**Page text:**
————

= Progressive Friends =

American religious group

The Progressive Friends, also known as the Congregational Friends and the Friends of Human Progress, was a loose-knit group of dissidents who left the Hicksite branch of the Society of Friends (Quakers) in the mid-nineteenth century. The separation was caused by the determination of some Quakers to participate in the social reform movements of the day despite efforts by leading Quaker bodies to dissuade them from mixing with non-Quakers. These reformers were drawn especially to organizations that opposed slavery, but also to those that campaigned for women's rights. The new organizations were structured according to congregationalist polity, a type of organization that gives a large degree of autonomy to local congregations. They were organized on a local and regional basis without the presence of a national organization. They did not see themselves as creators of a new religious sect but of a reform movement that was open to people of all religious beliefs.

==Background==

===Quaker structure===
The Society of Friends, commonly known as the Quakers, were structured primarily by Yearly, Quarterly, Monthly and Preparative meetings. Those names indicated not only the frequency of their gatherings, but also the geographical span of their authority. A preparative meeting involved a single congregation, while a yearly meeting covered a wide area. Genesee Yearly Meeting, for example, included about twenty-five Quarterly and Monthly meetings in central and western New York, Michigan and Ontario, Canada.

===Divisive issues===

In the 1840s, two intertwined issues increasingly created divisions within the Hicksite branch of the Quakers. One issue was its hierarchical structure, which placed local bodies under the authority of higher-level bodies and gave meetings of ministers and elders the authority to discipline members. The other issue was the question of whether Quakers should be allowed to join organizations that were leading the campaign against slavery. Quakers condemned slavery but discouraged members from mixing with non-Quakers where possible, and that included broad-based anti-slavery organizations.

————

Free-text object descriptions:
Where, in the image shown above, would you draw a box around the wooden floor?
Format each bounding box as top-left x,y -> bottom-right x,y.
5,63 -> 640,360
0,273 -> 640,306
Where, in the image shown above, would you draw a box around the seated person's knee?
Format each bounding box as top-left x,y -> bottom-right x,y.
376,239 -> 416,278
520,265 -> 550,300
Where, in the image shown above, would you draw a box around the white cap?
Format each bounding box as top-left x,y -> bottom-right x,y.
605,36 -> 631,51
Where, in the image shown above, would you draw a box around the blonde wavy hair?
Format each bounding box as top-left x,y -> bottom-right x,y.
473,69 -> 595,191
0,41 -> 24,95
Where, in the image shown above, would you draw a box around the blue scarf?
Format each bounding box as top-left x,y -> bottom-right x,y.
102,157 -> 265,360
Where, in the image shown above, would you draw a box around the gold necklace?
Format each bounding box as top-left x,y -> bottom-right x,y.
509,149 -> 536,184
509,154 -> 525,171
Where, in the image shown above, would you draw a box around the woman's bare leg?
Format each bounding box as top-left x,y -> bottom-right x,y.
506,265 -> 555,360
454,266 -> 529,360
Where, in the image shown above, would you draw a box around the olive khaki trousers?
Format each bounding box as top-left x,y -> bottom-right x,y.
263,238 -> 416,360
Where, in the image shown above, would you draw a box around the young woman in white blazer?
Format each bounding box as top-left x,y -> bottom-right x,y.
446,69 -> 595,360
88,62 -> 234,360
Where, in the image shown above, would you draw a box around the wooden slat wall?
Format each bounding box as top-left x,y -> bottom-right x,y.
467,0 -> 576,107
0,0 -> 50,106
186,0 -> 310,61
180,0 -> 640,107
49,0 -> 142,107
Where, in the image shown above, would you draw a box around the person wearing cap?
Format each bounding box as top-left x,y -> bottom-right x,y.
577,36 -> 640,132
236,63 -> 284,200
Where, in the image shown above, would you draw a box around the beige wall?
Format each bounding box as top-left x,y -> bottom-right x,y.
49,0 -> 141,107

————

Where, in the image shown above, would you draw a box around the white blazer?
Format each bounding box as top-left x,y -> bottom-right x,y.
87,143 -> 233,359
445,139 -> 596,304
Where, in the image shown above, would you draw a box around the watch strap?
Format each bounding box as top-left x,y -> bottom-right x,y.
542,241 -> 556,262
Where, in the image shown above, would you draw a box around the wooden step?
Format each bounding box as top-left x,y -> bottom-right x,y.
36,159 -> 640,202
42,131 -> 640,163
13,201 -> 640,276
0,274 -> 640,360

————

**Work request 1:**
Decide whether each statement below agrees with the text on the Progressive Friends, answering yes or no and quoting the deciding words of that text. (a) The Progressive Friends had a national organization. (b) Genesee Yearly Meeting included meetings in Ontario, Canada. (c) A preparative meeting covered a wide area.
**Work request 2:**
According to the text on the Progressive Friends, what two other names was the group also known by?
**Work request 3:**
Extend the text on the Progressive Friends, starting after its final sentence.

**Exercise response 1:**
(a) No: "They were organized on a local and regional basis without the presence of a national organization."
(b) Yes: "Genesee Yearly Meeting, for example, included about twenty-five Quarterly and Monthly meetings in central and western New York, Michigan and Ontario, Canada."
(c) No: "A preparative meeting involved a single congregation, while a yearly meeting covered a wide area."

**Exercise response 2:**
The Congregational Friends and the Friends of Human Progress.

**Exercise response 3:**
An additional issue was the status of women. Quaker men and women met separately, and some of the decisions of the women's meetings required approval by the men's meetings. In 1837, a proposal originating with the Junius Monthly Meeting in western New York asked Genesee Yearly meeting to eliminate this subordination and place the men's and women's meetings on equal footing. Their proposal was adopted by the Genesee Yearly Meeting but not by Yearly Meetings in other areas of the country.

==Yearly Meeting of Congregational Friends (Waterloo, NY)==

In 1843, Michigan Quarterly Meeting, a part of Genesee Yearly Meeting, eliminated its separate meetings of ministers and elders, thereby placing all its members on equal footing. This action was opposed by important forces in Genesee Yearly Meeting. The issue festered until 1847 when a committee from Genesee Yearly Meeting told the Michigan Meeting that Genesee Yearly Meeting would no longer recognize them if they did not restore their meeting of ministers and elders. Michigan Quarterly Meeting did not do so. At the June 1848 gathering of Genesee Yearly Meeting at the Farmington Meeting House about 20 miles southeast of Rochester, New York, the clerk repeatedly refused to read the report from Michigan Quarterly Meeting. Two days of heated debate followed over the propriety of this refusal. When it became clear that Genesee Yearly Meeting was severing ties with Michigan Quarterly Meeting, about 200 members walked out in protest and began planning a new Yearly Meeting.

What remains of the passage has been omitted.